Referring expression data
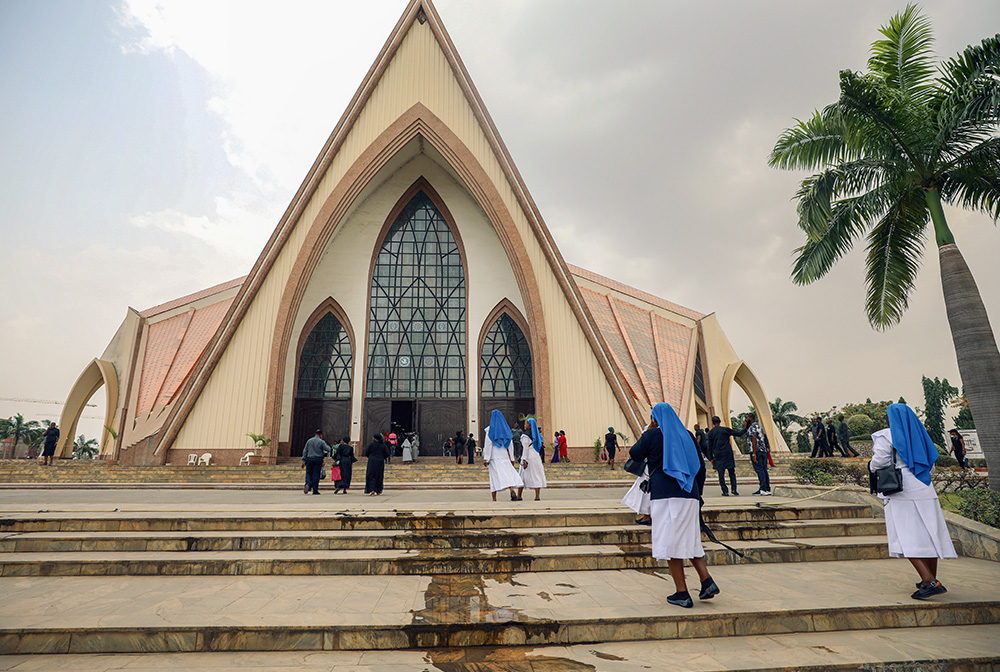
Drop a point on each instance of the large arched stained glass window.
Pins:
(416, 333)
(506, 361)
(325, 362)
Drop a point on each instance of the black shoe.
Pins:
(681, 600)
(929, 589)
(709, 589)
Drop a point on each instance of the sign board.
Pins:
(972, 447)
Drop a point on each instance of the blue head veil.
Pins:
(499, 432)
(912, 441)
(536, 435)
(680, 457)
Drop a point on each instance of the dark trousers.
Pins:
(763, 479)
(732, 479)
(314, 466)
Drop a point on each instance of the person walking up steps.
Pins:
(496, 457)
(758, 453)
(675, 469)
(532, 467)
(611, 445)
(722, 453)
(312, 461)
(914, 524)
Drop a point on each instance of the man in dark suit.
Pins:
(722, 453)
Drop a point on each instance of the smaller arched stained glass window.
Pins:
(325, 363)
(506, 361)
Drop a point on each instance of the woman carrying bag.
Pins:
(343, 462)
(914, 524)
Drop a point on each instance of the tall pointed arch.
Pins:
(506, 365)
(323, 375)
(417, 302)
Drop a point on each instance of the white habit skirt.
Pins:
(502, 472)
(916, 529)
(636, 499)
(676, 530)
(534, 475)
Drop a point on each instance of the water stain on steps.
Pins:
(455, 599)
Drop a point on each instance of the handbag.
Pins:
(887, 480)
(633, 467)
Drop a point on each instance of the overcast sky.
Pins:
(149, 149)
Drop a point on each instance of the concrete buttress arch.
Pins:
(744, 376)
(96, 374)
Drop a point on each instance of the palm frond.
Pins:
(849, 218)
(848, 179)
(973, 64)
(974, 181)
(904, 60)
(814, 143)
(895, 247)
(883, 123)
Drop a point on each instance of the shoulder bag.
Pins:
(888, 480)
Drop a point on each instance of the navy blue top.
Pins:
(649, 447)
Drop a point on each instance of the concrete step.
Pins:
(146, 614)
(301, 540)
(553, 516)
(422, 561)
(966, 648)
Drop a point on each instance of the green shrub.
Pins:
(829, 472)
(982, 505)
(860, 424)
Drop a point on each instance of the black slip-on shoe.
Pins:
(928, 590)
(709, 589)
(681, 600)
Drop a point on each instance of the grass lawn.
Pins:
(950, 500)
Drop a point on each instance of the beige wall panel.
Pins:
(232, 402)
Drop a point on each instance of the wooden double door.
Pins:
(434, 420)
(333, 416)
(512, 409)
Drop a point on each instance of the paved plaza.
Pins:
(425, 579)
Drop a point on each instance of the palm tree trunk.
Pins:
(976, 351)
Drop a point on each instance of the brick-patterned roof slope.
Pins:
(606, 323)
(651, 350)
(174, 345)
(191, 298)
(634, 293)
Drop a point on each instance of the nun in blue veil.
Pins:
(675, 492)
(532, 465)
(497, 457)
(914, 523)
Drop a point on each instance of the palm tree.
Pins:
(784, 415)
(904, 138)
(20, 430)
(84, 448)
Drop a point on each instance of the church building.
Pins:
(411, 283)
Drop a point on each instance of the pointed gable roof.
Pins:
(421, 11)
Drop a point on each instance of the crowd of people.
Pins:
(668, 492)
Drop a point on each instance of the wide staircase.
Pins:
(429, 472)
(555, 585)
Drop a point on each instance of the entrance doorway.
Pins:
(402, 417)
(433, 420)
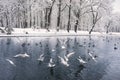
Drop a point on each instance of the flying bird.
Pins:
(92, 56)
(81, 60)
(70, 54)
(51, 63)
(25, 55)
(41, 58)
(53, 50)
(63, 61)
(11, 62)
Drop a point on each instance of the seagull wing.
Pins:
(11, 62)
(70, 54)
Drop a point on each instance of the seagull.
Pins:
(92, 56)
(70, 54)
(81, 60)
(41, 58)
(11, 62)
(51, 63)
(63, 61)
(25, 55)
(63, 47)
(53, 50)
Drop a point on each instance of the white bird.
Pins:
(25, 55)
(53, 50)
(51, 63)
(81, 60)
(70, 54)
(41, 58)
(11, 62)
(92, 56)
(63, 61)
(63, 47)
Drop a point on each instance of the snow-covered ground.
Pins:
(44, 33)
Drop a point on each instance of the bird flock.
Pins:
(64, 60)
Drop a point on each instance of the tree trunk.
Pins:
(69, 17)
(76, 26)
(59, 16)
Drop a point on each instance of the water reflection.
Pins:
(63, 58)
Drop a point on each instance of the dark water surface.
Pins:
(106, 51)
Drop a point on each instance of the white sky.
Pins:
(116, 6)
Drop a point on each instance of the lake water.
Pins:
(105, 50)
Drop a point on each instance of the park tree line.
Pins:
(85, 15)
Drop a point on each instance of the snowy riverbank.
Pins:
(44, 33)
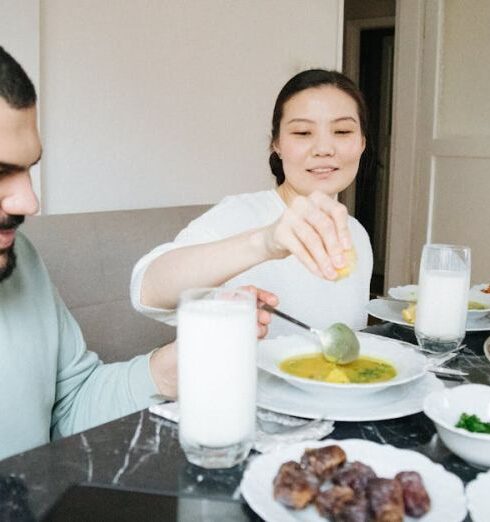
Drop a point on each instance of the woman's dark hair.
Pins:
(15, 86)
(307, 80)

• DIRECTIONS: Transcribe all entries above exactly. Drop the pictures.

• WRITTEN REPLY:
Drop a point on each instance of the large arched stained glass window.
Pins:
(416, 333)
(506, 361)
(325, 362)
Drop a point on each instance of the black shoe.
Pins:
(681, 600)
(929, 589)
(709, 589)
Drop a point on each instance of the sign board.
Pins:
(972, 447)
Drop a point on each instance of the blue head veil.
Pins:
(499, 432)
(912, 441)
(536, 435)
(680, 457)
Drop a point on each instance of the dark trousers.
Pins:
(763, 479)
(732, 479)
(314, 466)
Drop a point on each instance of the person walking up steps.
Pins:
(496, 457)
(758, 453)
(675, 469)
(532, 467)
(611, 445)
(722, 453)
(312, 461)
(914, 524)
Drop a point on each instance of the man in dark suit.
Pins:
(722, 453)
Drop a point on each instance of the smaller arched stained glass window.
Pins:
(325, 363)
(506, 361)
Drop a point on each instance of the woman carrying bag.
Pins:
(343, 462)
(914, 524)
Drop a point on each instance of the tall pointed arch.
Pins:
(506, 365)
(323, 375)
(417, 302)
Drop a point on each instance of the white habit skirt.
Pins:
(502, 472)
(916, 529)
(636, 499)
(676, 530)
(534, 475)
Drop a point on each instance of the water stain on steps.
Pins:
(455, 599)
Drop a point on each instance of the handbag.
Pins:
(887, 480)
(633, 467)
Drop a point on each instance of the overcast sky.
Pins:
(149, 149)
Drop a point on each instance of the concrete buttress arch.
Pins:
(744, 376)
(96, 374)
Drop a point on each instance of the palm frond.
Pins:
(849, 218)
(848, 179)
(973, 64)
(974, 181)
(904, 60)
(814, 143)
(895, 247)
(883, 123)
Drop a point on each instance of the shoulder bag.
Pins:
(888, 480)
Drop a point on each instance of the navy blue top.
Pins:
(649, 447)
Drop a point on each instance of the concrete step.
Pins:
(146, 614)
(301, 540)
(553, 516)
(422, 561)
(966, 648)
Drop a point on each instance of the green shrub.
Pins:
(829, 472)
(982, 505)
(860, 424)
Drop a point on each instance of the black slip-on shoe.
Pins:
(928, 590)
(709, 589)
(681, 600)
Drop a point on each instance of the grass lawn.
Pins:
(950, 500)
Drop a point on each instance of the beige wall panel.
Pins:
(232, 402)
Drop a point on each instance of the wooden double door.
Pins:
(434, 420)
(333, 416)
(512, 409)
Drop a point on each instance of the paved plaza.
Pins:
(425, 579)
Drop a point on each instance of the palm tree trunk.
Pins:
(976, 351)
Drop a point on each instance of the brick-patterned roof slope.
Pins:
(606, 323)
(651, 350)
(174, 345)
(191, 298)
(634, 293)
Drop a point on each instance of the nun in blue veil.
Pins:
(675, 492)
(532, 465)
(497, 457)
(914, 523)
Drop a point on each instance of the palm tree.
Pins:
(784, 415)
(904, 138)
(20, 430)
(84, 448)
Drop a point on each instance of the church building.
Pins:
(411, 283)
Drop a point on each instance of the pointed gable roof.
Pins:
(421, 11)
Drop a point on each instance of the crowd of people.
Pins:
(668, 492)
Drop a point on each instance of the wide staircase.
Pins:
(429, 472)
(555, 585)
Drop a point on each instance of the entrance doorway.
Pins:
(402, 417)
(433, 420)
Drop a point on each instance of the flying bird.
Pins:
(92, 56)
(81, 60)
(70, 54)
(51, 63)
(25, 55)
(41, 58)
(53, 50)
(63, 61)
(11, 62)
Drop a point on each instance of the seagull wing.
Pins:
(11, 62)
(70, 54)
Drop a point on each instance of the seagull.
Pins:
(92, 56)
(70, 54)
(81, 60)
(41, 58)
(11, 62)
(51, 63)
(63, 61)
(25, 55)
(63, 47)
(53, 50)
Drop a point on each instance of the white bird.
Pins:
(25, 55)
(53, 50)
(51, 63)
(81, 60)
(70, 54)
(41, 58)
(11, 62)
(92, 56)
(63, 61)
(63, 47)
Drop a point on each instance of the snow-covered ground.
Pins:
(44, 33)
Drop a point on each instance of the bird flock.
Pins:
(64, 60)
Drop a point on each instance of the tree trunk.
Pins:
(69, 17)
(76, 26)
(59, 16)
Drop a point on each instance of the water reflection.
Pins:
(63, 58)
Drop a point on each instance of the dark water surface.
Pins:
(106, 51)
Drop a point on each instance of the white sky.
Pins:
(116, 6)
Drop a point on each instance of the lake water.
Pins:
(105, 50)
Drop a point on each instance of the park tree line.
Pins:
(85, 15)
Drop a point on each instance of the snowy riverbank.
Pins:
(44, 33)
Drop a point on each instance of the woman's dark hair.
Pins:
(15, 86)
(307, 80)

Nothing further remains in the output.